From the opening frames of Eden Lake, I was acutely aware of being crudely manipulated regarding how I should feel about the film's central character, Jenny. She's a teacher, you see, a kindly, smiley one who works with wide-eyed young kids. Ah, right, then she must be a nice person, a good person, one who'd never hurt anyone and who you'd never want to see come to harm. She's off for a weekend at a secluded lake with her boyfriend Steve, a location he assures her will take her breath away. It's actually a flooded quarry, one of those artificially created lakes around which construction is soon to start on a gated community, an imported symbol of social paranoia and isolation that's done rather well in America. The signs and fences prove no barrier for Steve, who knows his way around and drives a terrain-busting Chelsea tractor.

※

• What is expected: Transcribe the Eden Lake review, starting at "From the opening" and ending at "terrain-busting Chelsea tractor.". Work only from the Eden Lake review above.

• Listed entries:
※

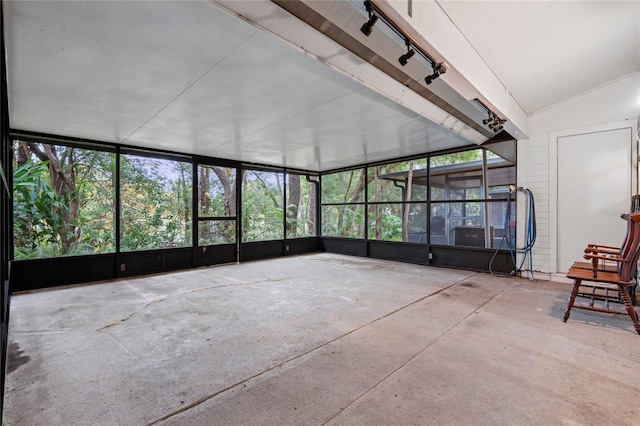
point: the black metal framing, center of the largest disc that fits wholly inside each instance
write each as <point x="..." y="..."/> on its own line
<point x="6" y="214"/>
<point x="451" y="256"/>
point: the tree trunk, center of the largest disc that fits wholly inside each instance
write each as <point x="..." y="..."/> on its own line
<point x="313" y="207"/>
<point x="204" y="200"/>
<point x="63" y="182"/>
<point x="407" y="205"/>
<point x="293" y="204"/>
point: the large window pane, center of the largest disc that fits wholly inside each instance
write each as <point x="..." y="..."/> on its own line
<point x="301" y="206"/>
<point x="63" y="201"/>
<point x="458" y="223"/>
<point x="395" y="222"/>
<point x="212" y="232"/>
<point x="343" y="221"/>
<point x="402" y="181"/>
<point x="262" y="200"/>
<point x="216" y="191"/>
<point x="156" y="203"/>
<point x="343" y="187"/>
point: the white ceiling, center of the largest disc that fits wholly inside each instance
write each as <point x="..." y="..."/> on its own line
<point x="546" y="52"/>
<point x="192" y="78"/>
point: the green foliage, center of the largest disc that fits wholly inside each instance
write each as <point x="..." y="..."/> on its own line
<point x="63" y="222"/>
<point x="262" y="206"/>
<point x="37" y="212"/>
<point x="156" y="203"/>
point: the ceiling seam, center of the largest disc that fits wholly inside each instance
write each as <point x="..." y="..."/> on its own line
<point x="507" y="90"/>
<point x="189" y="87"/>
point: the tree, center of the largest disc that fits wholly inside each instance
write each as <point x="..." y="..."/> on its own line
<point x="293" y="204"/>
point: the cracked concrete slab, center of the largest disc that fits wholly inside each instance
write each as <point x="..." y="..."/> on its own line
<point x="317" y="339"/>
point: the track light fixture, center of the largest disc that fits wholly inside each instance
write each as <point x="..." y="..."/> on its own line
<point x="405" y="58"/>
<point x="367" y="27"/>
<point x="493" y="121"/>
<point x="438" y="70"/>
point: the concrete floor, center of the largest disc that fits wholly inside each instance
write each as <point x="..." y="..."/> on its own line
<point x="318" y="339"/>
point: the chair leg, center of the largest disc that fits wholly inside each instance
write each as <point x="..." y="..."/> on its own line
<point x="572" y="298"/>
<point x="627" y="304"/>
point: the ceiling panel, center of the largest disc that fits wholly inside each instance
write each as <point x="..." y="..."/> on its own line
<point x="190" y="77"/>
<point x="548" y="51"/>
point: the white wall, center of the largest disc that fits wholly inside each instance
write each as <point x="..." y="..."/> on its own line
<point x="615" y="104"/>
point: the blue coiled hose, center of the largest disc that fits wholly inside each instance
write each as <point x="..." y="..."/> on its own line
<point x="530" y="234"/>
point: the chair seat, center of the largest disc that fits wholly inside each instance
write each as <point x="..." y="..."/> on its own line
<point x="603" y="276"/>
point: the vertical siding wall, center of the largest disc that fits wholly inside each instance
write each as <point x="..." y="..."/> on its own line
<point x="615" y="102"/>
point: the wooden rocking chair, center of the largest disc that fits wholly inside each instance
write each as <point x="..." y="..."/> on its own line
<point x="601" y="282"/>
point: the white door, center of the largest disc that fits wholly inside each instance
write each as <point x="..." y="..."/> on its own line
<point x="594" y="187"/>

※

• Exercise answer:
From the opening frames of Eden Lake, I was acutely aware of being crudely manipulated regarding how I should feel about the film's central character, Jenny. She's a teacher, you see, a kindly, smiley one who works with wide-eyed young kids. Ah, right, then she must be a nice person, a good person, one who'd never hurt anyone and who you'd never want to see come to harm. She's off for a weekend at a secluded lake with her boyfriend Steve, a location he assures her will take her breath away. It's actually a flooded quarry, one of those artificially created lakes around which construction is soon to start on a gated community, an imported symbol of social paranoia and isolation that's done rather well in America. The signs and fences prove no barrier for Steve, who knows his way around and drives a terrain-busting Chelsea tractor.